Saved entries:
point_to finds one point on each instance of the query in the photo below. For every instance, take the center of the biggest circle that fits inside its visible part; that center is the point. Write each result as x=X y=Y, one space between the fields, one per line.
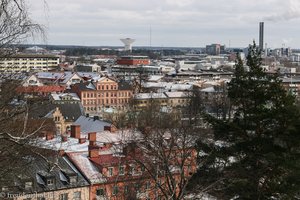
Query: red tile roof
x=41 y=89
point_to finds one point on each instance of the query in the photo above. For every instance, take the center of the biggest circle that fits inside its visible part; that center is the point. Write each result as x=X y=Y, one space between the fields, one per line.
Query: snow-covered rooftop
x=58 y=97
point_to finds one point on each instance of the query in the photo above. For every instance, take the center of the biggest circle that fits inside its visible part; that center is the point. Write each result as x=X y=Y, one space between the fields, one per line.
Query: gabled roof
x=39 y=171
x=89 y=125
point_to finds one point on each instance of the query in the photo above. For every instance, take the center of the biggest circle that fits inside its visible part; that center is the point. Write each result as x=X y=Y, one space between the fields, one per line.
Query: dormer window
x=73 y=179
x=50 y=181
x=110 y=171
x=28 y=185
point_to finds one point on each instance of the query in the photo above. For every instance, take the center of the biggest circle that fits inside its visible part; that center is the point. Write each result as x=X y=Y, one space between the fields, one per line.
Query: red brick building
x=124 y=174
x=133 y=60
x=105 y=93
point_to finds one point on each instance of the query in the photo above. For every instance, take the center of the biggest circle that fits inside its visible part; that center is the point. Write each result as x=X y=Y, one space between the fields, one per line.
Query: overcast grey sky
x=179 y=23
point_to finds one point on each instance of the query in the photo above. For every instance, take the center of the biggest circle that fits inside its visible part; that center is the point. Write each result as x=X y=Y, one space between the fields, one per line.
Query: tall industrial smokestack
x=261 y=36
x=128 y=43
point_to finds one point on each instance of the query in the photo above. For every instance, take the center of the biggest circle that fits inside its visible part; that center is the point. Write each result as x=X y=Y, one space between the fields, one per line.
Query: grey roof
x=89 y=125
x=124 y=86
x=39 y=171
x=85 y=86
x=70 y=111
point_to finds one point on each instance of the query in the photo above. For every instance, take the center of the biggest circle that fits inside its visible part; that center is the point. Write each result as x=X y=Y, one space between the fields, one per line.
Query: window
x=100 y=192
x=77 y=195
x=110 y=171
x=115 y=190
x=28 y=185
x=131 y=170
x=50 y=181
x=63 y=196
x=148 y=185
x=137 y=187
x=121 y=170
x=126 y=189
x=73 y=179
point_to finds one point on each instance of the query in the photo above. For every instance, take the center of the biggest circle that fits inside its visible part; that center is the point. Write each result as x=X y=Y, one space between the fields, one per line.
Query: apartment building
x=39 y=181
x=169 y=99
x=133 y=60
x=104 y=93
x=28 y=63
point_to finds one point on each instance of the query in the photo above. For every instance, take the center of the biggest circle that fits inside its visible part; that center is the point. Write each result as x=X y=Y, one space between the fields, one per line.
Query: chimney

# Problem description
Repeat the records in full, precisely, and keep the pictures out.

# Result for this exercise
point_to finds one point on each instance of the query in the photo below. For every instance, take the center of the biggest circle that fits inside its visible part; that center is the point. Write each result as x=X y=Y, one space between the fields, one per line.
Query: red tile roof
x=41 y=89
point_to finds one point on each instance of the query in the photo above. For every instance, take the center of the biggest circle that fits inside its visible part; that center is the point. Write each result as x=X y=Y, one space between the fields, one per line.
Query: snow-covered rooftop
x=58 y=97
point_to finds one point on each instance of the query in the photo above. For every instance, take the center of the biggest circle that fits inside its visible part; that center is the point. Write each result as x=X y=Y, one space between the fields, one per line.
Query: gabled roof
x=39 y=171
x=89 y=125
point_to finds one point on each instance of the query in the photo above. For every instance, take the center of the biggest circle that fits inside its visible part; that center is the point. Write each result as x=X y=Y, one space between the fields, one per line.
Query: dormer window
x=73 y=179
x=50 y=181
x=110 y=171
x=28 y=185
point_to finds one point on each instance of the query in the photo above. For every instance, take the center of the biggest circle that fits inside its visible part; that center is the point. Write each result as x=X y=Y, one space between the fields, one per line.
Query: red brick building
x=124 y=174
x=133 y=60
x=105 y=93
point_to finds one point on each instance of the query in the photo above. For every instance, take the center of the biggest circle that fits inside its visible part; that center is the point. Write each result as x=X y=Y, one space between the fields, one per line.
Query: overcast grey sky
x=179 y=23
point_to finds one point on each instance of the query in the photo above. For every instance, take the center of the biggest circle that fits inside its visible part; that center is the point. Write each result as x=X y=Y, one space between the fields, one per line.
Query: tall industrial smokestack
x=261 y=36
x=128 y=43
point_to finds one point on each instance of the query in the photo above. For every instance, take the center of the biggest circle that fits inside its visible part; that center is the point. Write each result as x=X y=Y, one space between the fields, one per line.
Query: grey roof
x=89 y=125
x=124 y=86
x=39 y=171
x=85 y=86
x=70 y=111
point_to finds one point on each instance of the query in the photo above. For every instance, take the center of the biggest circle that fits inside its visible part; that center is the point. Write each result as x=X y=Y, one space between the fields, one per line.
Query: window
x=100 y=192
x=77 y=195
x=110 y=171
x=115 y=190
x=28 y=185
x=131 y=170
x=50 y=181
x=63 y=196
x=148 y=185
x=137 y=187
x=121 y=170
x=126 y=189
x=73 y=179
point_to finds one point on each instance of the query in the photo above. For every instance, take the center of the biggest circle that fits inside its visible part; that center is the point. Write each result as x=X y=Y, one space between the fields, one per line.
Query: apartment building
x=39 y=181
x=169 y=99
x=133 y=60
x=104 y=93
x=28 y=63
point_to finds one point on each instance of the query in the photo above. For every instance, take the center of the biggest circle that fits inside its visible part; that center is the point. Write each result as x=X y=Y, one space between the fields, one per line.
Query: chimney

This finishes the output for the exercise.